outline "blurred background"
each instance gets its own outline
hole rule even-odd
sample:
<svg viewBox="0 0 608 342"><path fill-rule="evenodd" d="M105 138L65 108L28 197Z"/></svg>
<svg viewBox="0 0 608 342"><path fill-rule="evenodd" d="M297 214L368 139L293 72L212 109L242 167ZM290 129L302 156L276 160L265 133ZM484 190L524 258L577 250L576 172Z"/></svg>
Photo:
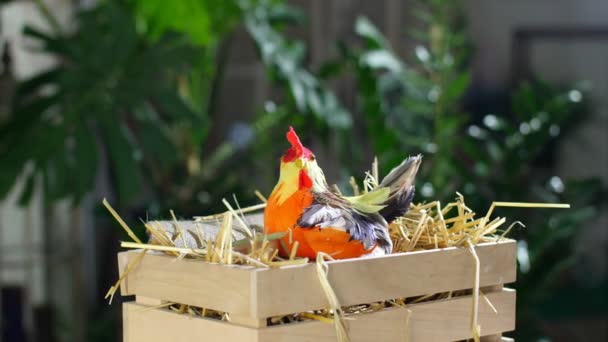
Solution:
<svg viewBox="0 0 608 342"><path fill-rule="evenodd" d="M496 213L512 336L608 340L605 0L2 0L0 55L1 341L121 341L101 199L254 204L289 125L344 191L423 153L417 201L572 204Z"/></svg>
------------------------------------------------
TO DO: Each line in the listing above that includes the word "outline" needs to be copied out.

TASK RESPONSE:
outline "blurred background"
each instance gets its own outline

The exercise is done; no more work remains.